| Stated problem |
Find each line in the listing below that contains the word "graffiti", and copy those lines.

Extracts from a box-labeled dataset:
---+---

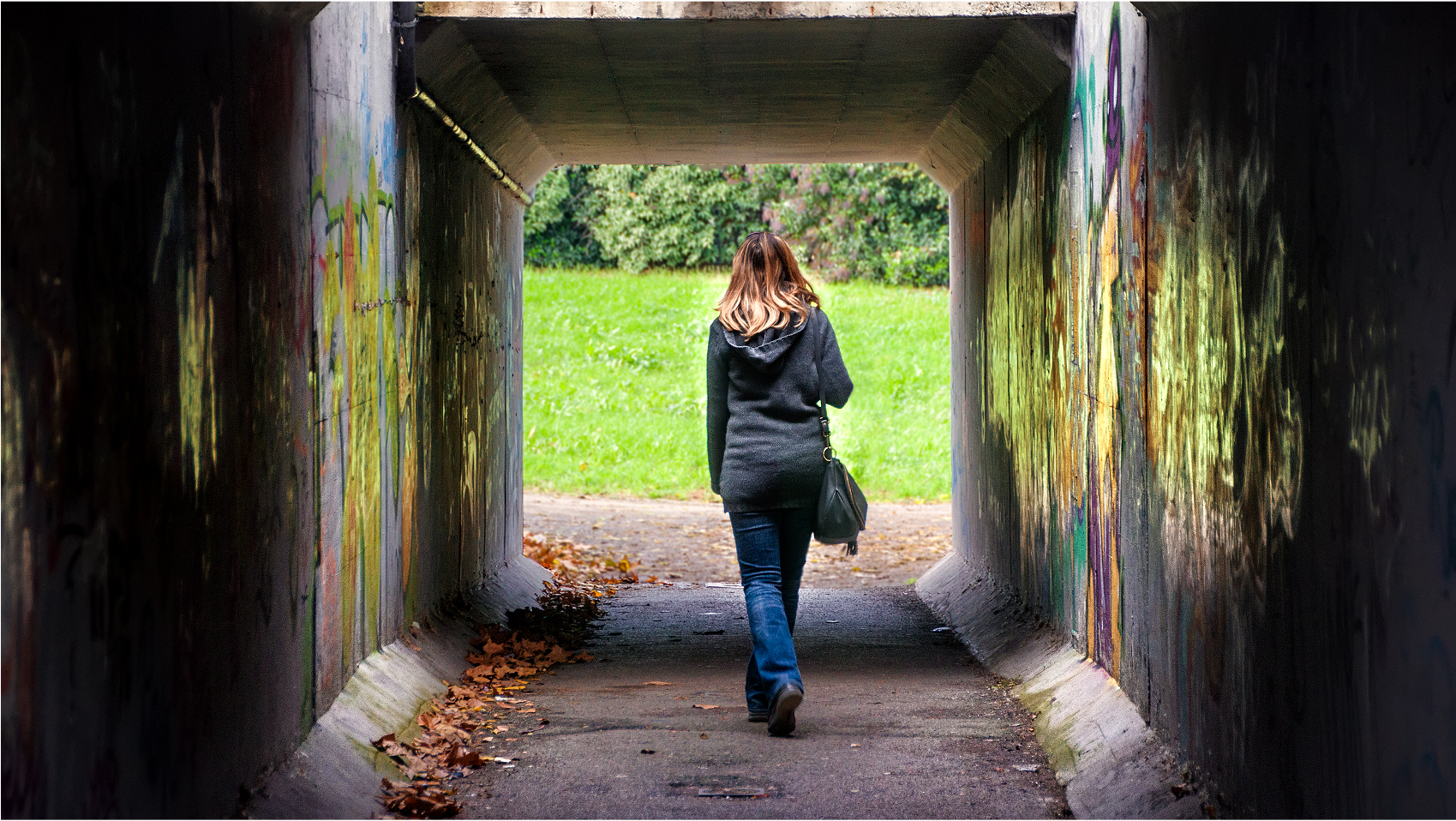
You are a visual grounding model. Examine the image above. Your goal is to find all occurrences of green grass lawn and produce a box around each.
[524,268,950,500]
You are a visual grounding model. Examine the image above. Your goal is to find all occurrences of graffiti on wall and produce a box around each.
[981,3,1304,716]
[309,4,418,698]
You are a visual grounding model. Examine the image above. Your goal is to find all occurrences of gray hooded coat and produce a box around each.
[708,309,854,512]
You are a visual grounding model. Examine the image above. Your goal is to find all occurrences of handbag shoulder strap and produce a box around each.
[814,313,835,461]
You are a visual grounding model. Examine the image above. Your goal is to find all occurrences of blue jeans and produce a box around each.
[728,508,814,713]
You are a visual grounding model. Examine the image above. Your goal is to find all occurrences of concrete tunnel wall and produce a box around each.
[0,3,543,818]
[938,3,1456,817]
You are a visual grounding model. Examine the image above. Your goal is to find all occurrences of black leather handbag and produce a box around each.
[814,327,869,556]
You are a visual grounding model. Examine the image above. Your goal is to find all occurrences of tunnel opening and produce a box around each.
[521,155,950,587]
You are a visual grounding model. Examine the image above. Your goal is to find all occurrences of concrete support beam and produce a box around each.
[425,0,1076,21]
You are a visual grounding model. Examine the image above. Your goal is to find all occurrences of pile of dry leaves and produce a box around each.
[374,579,613,818]
[521,530,656,584]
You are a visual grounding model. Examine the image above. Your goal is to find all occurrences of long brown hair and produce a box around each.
[718,231,818,338]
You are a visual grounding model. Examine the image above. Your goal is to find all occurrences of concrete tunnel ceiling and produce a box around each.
[416,2,1075,185]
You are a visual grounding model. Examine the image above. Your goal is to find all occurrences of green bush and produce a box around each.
[525,163,950,285]
[525,166,602,268]
[590,166,763,273]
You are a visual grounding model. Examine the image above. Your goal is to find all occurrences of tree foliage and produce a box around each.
[525,163,950,285]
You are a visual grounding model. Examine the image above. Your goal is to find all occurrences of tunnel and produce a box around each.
[0,0,1456,818]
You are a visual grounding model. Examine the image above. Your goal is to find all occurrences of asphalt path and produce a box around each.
[452,585,1070,818]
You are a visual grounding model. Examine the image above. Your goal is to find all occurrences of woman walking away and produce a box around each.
[708,231,854,735]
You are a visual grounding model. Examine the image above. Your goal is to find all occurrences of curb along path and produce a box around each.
[452,585,1070,818]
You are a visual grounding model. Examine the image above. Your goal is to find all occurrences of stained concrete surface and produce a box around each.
[454,585,1070,818]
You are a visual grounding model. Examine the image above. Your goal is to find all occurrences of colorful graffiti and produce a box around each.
[309,0,419,700]
[981,3,1298,719]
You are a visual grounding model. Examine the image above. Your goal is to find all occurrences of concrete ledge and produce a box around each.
[916,553,1202,818]
[243,558,550,818]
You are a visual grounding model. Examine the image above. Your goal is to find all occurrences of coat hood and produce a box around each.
[719,315,812,373]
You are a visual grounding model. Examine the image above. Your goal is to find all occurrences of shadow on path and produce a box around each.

---+---

| Answer to the task |
You are a visual grounding model. Examine the image above. Your goal is to find all occurrences of graffiti on wall and produce a box around each.
You are a visual grounding model. Examine the image above. Your goal is to find all occurrences of colorful graffiti and produce a box around each.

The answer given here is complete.